• **課題の狙い a**:
レコードから「earth」という文字列を含む行をすべて集め、一行ずつ書き写してください。

• **抜粋文**:
________________

1.第1章 災害の違和感~立ち止まれますか?

  ここでは、能登半島地震を取り上げています。政府の対応の遅さが描かれています。覚悟のない岸田総理は、1月5日の経団連の新年会に出席したことや、馳浩石川県知事は、県の予算から 1000万円を大阪万博関連事業に入れると発表したことなど、「総理と知事に共通しているのは、被災地への関心がよく見えないこと」だと述べています。(p23)

  志賀原発の災害に対する情報の遅さ、水道管の工事の遅れも指摘しています。

  「もう一つ、能登半島地震のどさくさと裏金スキャンダルの裏で、私たちの大切なインフラが売られようとしていることをご存知でしょうか? 自民党が防衛費のために、NTT法を改正したのです。・・・この売国的な法改正が、2024年3月1日に、閣議決定されてしまったのです」(p54-56)

  「私たち住民の税金が投じられた公共サービスについての情報公開といつでもチェックできる体制は、手放してはなりません。」(p59)

 

2.第2章 「戦争と平和」の違和感~お金は噓をつかない

  「2023年6月16日。あるトンデモ法案が参議院で可決していたことを、知っている人はどれほどいるのでしょう? その名も<防衛財源確保法>。・・・歳出改革・決算剰余金・国有財産の売却・・・これで足りなければさらに、法人税、所得税、たばこ税、復興税の余りを回す。そして最後は消費税アップ・・・と広げ、とにかく引き上げたばかりの向こう5年分の防衛費43兆円を、増税でまかなう計画です。」(p90-92)

  「そもそも増税してまでアメリカから割高の中古武器を買うことが、はたして本当に日本の防衛力強化につながるでしょうか?」(p93)

  「新NISAは、株が上がっている時は税金もかからず良いのですが、あくまでも利益が出ている時に優遇される制度なので、損した時の対処法はありません。”資産運用立国”とはすなわち、将来年金が不足しても、老後資金は政府の責任でなく、国民の自己責任。・・・年金で足りない分の老後資金を増やしましょう! とメリットばかり並べられても、買うタイミングについては、よくよく慎重になったほうが良いでしょう。」(p105-106)

  「そもそもマイナ保険証やワクチンでメリットばかり連呼した挙句に、都合が悪くなると相手をブロックし”そんなこと言ってません”とすっとぼける大臣や、中抜き祭りの公金プロジェクトに、絶対捕まらない裏金七人衆、虚偽の収支報告書を出した裏金議員たちに批判が飛ぶ中、納税は本人の自由ですといってのける財務大臣、トドメは相手によって耳が閉じたり開いたりする総理の<聞く力>。」(p108)

________________

• **提供レコード**:

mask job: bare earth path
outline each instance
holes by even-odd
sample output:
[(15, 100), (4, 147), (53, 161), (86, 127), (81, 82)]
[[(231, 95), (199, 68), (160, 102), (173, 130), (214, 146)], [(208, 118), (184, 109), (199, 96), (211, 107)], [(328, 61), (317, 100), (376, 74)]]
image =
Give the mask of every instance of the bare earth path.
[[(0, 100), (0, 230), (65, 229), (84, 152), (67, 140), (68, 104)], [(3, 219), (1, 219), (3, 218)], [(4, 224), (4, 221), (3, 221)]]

________________

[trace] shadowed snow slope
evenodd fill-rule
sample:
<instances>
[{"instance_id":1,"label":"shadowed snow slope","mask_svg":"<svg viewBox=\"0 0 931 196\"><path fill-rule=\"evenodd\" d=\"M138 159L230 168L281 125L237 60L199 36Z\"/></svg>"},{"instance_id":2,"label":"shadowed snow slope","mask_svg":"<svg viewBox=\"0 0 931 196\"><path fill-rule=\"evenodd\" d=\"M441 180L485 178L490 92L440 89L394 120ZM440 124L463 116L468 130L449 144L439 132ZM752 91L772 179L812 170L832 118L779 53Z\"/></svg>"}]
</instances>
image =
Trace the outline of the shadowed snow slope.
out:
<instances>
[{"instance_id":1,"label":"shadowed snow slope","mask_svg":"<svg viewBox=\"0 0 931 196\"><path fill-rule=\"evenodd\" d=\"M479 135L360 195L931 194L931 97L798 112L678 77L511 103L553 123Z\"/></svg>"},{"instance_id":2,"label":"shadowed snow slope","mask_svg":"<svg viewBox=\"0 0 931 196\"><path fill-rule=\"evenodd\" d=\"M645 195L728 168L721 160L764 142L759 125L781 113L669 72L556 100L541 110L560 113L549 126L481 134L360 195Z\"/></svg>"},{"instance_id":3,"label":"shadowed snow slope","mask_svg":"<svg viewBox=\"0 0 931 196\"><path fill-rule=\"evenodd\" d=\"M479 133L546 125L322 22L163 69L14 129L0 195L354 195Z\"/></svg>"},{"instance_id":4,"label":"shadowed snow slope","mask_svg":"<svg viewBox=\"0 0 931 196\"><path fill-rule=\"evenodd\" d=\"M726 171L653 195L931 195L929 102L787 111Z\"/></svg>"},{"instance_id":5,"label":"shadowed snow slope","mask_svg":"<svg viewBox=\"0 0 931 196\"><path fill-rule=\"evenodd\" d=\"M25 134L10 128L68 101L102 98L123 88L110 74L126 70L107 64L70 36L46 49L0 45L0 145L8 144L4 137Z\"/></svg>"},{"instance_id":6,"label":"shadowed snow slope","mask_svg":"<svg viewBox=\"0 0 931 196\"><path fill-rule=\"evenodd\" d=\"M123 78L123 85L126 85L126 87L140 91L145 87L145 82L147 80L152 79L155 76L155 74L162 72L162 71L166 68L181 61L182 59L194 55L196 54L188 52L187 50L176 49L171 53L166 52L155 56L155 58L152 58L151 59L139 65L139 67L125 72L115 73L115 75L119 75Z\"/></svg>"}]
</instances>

________________

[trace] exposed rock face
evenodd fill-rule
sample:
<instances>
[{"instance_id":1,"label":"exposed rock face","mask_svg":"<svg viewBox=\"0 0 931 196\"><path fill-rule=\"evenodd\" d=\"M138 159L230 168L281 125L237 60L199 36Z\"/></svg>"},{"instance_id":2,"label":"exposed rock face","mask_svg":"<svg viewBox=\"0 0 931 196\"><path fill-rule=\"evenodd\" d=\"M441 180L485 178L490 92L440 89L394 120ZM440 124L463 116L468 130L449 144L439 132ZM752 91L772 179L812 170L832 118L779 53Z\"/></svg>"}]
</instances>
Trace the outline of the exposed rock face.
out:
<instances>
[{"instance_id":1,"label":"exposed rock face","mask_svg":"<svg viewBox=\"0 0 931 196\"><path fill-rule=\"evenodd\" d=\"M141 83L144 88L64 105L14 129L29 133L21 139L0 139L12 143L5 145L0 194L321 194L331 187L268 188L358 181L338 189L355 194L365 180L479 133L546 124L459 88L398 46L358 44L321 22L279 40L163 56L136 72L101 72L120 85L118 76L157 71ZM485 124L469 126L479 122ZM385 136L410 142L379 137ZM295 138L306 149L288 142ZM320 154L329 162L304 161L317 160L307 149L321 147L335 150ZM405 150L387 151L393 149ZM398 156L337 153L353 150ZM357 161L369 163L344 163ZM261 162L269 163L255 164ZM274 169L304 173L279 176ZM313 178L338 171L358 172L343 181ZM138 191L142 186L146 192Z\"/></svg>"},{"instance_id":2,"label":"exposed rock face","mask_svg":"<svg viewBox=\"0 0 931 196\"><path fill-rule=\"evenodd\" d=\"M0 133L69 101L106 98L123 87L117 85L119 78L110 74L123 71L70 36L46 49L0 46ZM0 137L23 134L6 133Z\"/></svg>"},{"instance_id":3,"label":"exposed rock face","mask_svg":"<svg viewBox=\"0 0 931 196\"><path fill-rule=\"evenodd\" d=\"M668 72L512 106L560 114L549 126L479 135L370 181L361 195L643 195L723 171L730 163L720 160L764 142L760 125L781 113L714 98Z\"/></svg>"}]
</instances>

________________

• **課題の狙い b**:
抜粋文によると、NTT法の改正が閣議決定されたのはいつですか。

• **解答例 a**:
mask job: bare earth path
Give the mask of every instance of the bare earth path.

• **解答例 b**:
2024年3月1日です。